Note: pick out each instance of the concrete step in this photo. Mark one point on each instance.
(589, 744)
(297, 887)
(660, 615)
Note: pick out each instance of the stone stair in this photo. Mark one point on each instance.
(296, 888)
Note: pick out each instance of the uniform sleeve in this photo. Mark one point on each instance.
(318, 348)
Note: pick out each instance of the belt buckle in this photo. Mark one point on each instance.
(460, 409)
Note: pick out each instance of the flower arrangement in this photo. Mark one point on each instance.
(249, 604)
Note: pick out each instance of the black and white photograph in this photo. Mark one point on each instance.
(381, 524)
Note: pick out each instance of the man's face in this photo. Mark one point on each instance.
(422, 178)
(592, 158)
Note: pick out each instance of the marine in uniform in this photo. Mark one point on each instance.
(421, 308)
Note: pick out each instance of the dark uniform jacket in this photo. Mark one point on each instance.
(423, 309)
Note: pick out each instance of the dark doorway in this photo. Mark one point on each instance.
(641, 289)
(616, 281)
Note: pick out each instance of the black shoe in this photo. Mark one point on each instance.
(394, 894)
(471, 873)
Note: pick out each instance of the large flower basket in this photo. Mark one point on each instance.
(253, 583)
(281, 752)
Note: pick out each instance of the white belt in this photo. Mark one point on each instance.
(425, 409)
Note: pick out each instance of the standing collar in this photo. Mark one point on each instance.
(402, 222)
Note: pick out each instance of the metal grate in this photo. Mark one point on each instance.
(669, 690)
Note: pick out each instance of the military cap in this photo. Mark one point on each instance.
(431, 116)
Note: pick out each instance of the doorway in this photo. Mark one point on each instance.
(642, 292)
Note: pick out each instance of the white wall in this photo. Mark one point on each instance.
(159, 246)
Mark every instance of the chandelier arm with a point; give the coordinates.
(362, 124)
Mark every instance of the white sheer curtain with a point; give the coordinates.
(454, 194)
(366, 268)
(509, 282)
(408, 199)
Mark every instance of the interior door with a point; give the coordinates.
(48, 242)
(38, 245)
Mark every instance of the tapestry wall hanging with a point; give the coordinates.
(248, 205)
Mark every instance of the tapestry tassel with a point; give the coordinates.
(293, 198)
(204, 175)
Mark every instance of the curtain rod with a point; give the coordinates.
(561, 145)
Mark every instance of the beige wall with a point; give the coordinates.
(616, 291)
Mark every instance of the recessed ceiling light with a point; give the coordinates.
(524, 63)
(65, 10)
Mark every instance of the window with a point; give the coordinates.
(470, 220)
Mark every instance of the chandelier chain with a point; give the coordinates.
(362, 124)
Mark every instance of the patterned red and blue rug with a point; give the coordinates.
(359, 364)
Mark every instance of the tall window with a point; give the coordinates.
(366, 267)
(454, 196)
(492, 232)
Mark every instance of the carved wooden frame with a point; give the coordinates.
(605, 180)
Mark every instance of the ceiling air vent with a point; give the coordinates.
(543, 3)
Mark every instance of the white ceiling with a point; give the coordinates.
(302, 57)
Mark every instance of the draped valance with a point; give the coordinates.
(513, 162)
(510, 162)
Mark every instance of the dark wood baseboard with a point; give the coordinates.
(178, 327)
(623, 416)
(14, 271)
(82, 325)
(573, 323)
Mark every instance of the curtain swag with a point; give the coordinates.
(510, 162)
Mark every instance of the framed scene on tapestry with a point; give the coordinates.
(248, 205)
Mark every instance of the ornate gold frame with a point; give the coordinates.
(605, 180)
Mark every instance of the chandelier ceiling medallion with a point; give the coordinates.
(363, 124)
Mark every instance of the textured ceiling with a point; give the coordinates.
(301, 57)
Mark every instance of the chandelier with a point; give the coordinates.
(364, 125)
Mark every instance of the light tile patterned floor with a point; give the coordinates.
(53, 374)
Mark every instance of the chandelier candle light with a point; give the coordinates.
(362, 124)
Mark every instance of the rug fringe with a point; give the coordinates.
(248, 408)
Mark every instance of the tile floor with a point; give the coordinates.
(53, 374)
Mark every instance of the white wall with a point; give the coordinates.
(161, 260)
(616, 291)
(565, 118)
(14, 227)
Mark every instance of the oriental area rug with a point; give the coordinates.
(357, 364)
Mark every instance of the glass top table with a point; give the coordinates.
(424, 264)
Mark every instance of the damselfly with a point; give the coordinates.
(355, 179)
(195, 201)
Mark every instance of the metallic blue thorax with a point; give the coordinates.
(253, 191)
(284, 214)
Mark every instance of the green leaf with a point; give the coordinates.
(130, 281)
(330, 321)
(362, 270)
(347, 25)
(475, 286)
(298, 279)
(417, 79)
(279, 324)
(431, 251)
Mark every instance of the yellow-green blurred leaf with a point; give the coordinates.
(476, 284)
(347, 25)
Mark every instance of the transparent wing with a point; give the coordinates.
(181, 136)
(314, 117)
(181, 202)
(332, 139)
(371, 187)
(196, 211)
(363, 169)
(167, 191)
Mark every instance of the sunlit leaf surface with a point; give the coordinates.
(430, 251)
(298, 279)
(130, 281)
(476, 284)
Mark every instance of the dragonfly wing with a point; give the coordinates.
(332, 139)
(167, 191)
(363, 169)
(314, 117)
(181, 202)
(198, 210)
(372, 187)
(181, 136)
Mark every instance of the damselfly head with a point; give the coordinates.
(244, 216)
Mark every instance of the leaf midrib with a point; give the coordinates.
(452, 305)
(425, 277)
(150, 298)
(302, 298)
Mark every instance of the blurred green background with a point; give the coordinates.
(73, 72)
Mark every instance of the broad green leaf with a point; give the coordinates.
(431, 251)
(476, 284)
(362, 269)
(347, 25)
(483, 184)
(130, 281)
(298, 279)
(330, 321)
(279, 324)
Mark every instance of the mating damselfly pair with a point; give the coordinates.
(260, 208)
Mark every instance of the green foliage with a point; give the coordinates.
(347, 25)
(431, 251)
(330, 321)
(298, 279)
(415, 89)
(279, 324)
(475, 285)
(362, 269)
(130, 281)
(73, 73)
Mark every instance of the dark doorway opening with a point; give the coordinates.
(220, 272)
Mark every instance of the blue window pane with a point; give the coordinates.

══════════════════════════════

PROBLEM DESCRIPTION: The records above are to be given again in full, word for word.

RESULT OF THE EXERCISE:
Note: pick out each instance of the concrete step in this photo. Mark one point on each instance.
(589, 744)
(297, 887)
(660, 615)
Note: pick out each instance of the stone stair in this photo. Mark one point on each instance.
(296, 888)
Note: pick out each instance of the uniform sleeve in this photo. Mark one point on each instance.
(318, 348)
Note: pick out each instance of the belt buckle in this photo. Mark one point on each instance.
(460, 409)
Note: pick out each instance of the flower arrangement in this photo. Mark one point on each instance.
(249, 604)
Note: pick out each instance of the black and white photograph in this photo. Mark one point on each instance.
(381, 524)
Note: pick out each instance of the man's face in this photo. Mark one point on each instance.
(422, 178)
(592, 158)
Note: pick out each instance of the marine in uniform in this photo. Mark one point on each instance.
(421, 308)
Note: pick out each instance of the dark uniform jacket in this photo. Mark one point on each instance.
(423, 309)
Note: pick out each instance of the dark doorway in this photo. Mark one point on each instance.
(641, 289)
(616, 281)
Note: pick out each instance of the black shoe in this photo. Mark one point on each instance.
(394, 894)
(471, 873)
Note: pick out each instance of the large flower basket in this photo. Mark one point on each instance.
(253, 583)
(281, 752)
Note: pick out each instance of the white belt in this photo. Mark one point on each instance.
(425, 409)
Note: pick out each instance of the standing collar in this photo. Mark one point on each instance.
(402, 222)
Note: pick out each instance of the metal grate in this photo. Mark one point on each instance.
(669, 690)
Note: pick out each instance of the military cap in this photo. Mark one point on each instance.
(431, 116)
Note: pick out each instance of the doorway in this photo. Mark one point on each instance.
(642, 292)
Note: pick out each instance of the white wall in this photo. Mark one point on each instance.
(159, 246)
Mark every instance of the chandelier arm with a point; give the coordinates.
(362, 124)
Mark every instance of the white sheer curtain with a point; give the coordinates.
(454, 194)
(366, 268)
(509, 282)
(408, 199)
Mark every instance of the interior door with a point; give the coordinates.
(48, 242)
(38, 245)
Mark every instance of the tapestry wall hanging with a point; give the coordinates.
(248, 205)
Mark every instance of the tapestry tassel with a point; give the coordinates.
(293, 198)
(204, 175)
Mark every instance of the curtain rod with a point; give the coordinates.
(561, 145)
Mark every instance of the beige wall with a point; give the coordinates.
(616, 291)
Mark every instance of the recessed ceiling light with a point; give the coordinates.
(524, 63)
(65, 10)
Mark every instance of the window with a point; give the coordinates.
(470, 220)
Mark every instance of the chandelier chain with a point; give the coordinates.
(362, 124)
Mark every instance of the patterned red and blue rug with a point; give the coordinates.
(359, 364)
Mark every instance of the tall window with a point; give the coordinates.
(366, 267)
(454, 196)
(492, 232)
Mark every instance of the carved wooden frame with a point; give the coordinates.
(605, 180)
Mark every instance of the ceiling air vent with a point; give the coordinates.
(543, 3)
Mark every instance of the white ceiling with a point; give the coordinates.
(302, 57)
Mark every instance of the draped valance with a point; give the coordinates.
(513, 162)
(510, 162)
Mark every instance of the dark wood baseboard with a point; give the coordinates.
(178, 327)
(623, 416)
(14, 271)
(82, 325)
(573, 323)
Mark every instance of the curtain swag with a point; give the coordinates.
(510, 162)
Mark every instance of the framed scene on tapestry with a point; give the coordinates.
(248, 205)
Mark every instance of the ornate gold frame with a point; give the coordinates.
(605, 180)
Mark every instance of the chandelier ceiling medallion with a point; give the coordinates.
(363, 124)
Mark every instance of the textured ceiling with a point; give the coordinates.
(301, 57)
Mark every instance of the chandelier with a point; give the coordinates.
(364, 125)
Mark every instance of the light tile patterned floor with a point; give the coordinates.
(53, 374)
Mark every instance of the chandelier candle light with a point; give the coordinates.
(362, 124)
Mark every instance of the rug fringe with a point; give the coordinates.
(248, 408)
Mark every instance of the tile floor with a point; give the coordinates.
(53, 374)
Mark every instance of the white wall with a point; give the coordinates.
(161, 260)
(616, 291)
(565, 118)
(14, 227)
Mark every instance of the oriental area rug with a point; give the coordinates.
(357, 364)
Mark every instance of the glass top table with a point; give the coordinates.
(424, 264)
Mark every instance of the damselfly with a point; give the coordinates.
(355, 179)
(195, 201)
Mark every instance of the metallic blue thorax with a point; give the coordinates.
(253, 191)
(284, 214)
Mark every instance of the green leaf with a point; give the coordinates.
(130, 281)
(330, 321)
(362, 270)
(347, 25)
(475, 286)
(298, 279)
(417, 79)
(279, 324)
(431, 251)
Mark every instance of the yellow-green blurred leaf with a point; give the coordinates.
(476, 284)
(347, 25)
Mark every instance of the transparent wing with a point; give the coordinates.
(181, 136)
(314, 117)
(181, 202)
(332, 139)
(371, 187)
(196, 211)
(363, 169)
(167, 191)
Mark every instance of the sunlit leaf surface with a point; give the coordinates.
(430, 251)
(298, 279)
(130, 281)
(476, 284)
Mark every instance of the dragonfly wing with a point; give the coordinates.
(332, 139)
(167, 191)
(363, 169)
(314, 117)
(181, 202)
(198, 210)
(372, 187)
(181, 136)
Mark every instance of the damselfly head with a point; give the coordinates.
(244, 216)
Mark every instance of the leaf midrib with a point; give the coordinates.
(452, 305)
(425, 277)
(150, 298)
(302, 298)
Mark every instance of the blurred green background with a point; give the coordinates.
(73, 72)
Mark every instance of the broad green leaf with a point; give the coordinates.
(431, 251)
(476, 284)
(362, 269)
(347, 25)
(483, 184)
(130, 281)
(298, 279)
(330, 321)
(279, 324)
Mark every instance of the mating damselfly pair with a point; give the coordinates.
(260, 208)
Mark every instance of the green foliage with a point; give the coordinates.
(347, 25)
(431, 251)
(330, 321)
(298, 279)
(415, 89)
(279, 324)
(475, 285)
(362, 269)
(130, 281)
(73, 73)
Mark every instance of the dark doorway opening with a point; give the coordinates.
(220, 272)
Mark every instance of the blue window pane with a point; give the coordinates.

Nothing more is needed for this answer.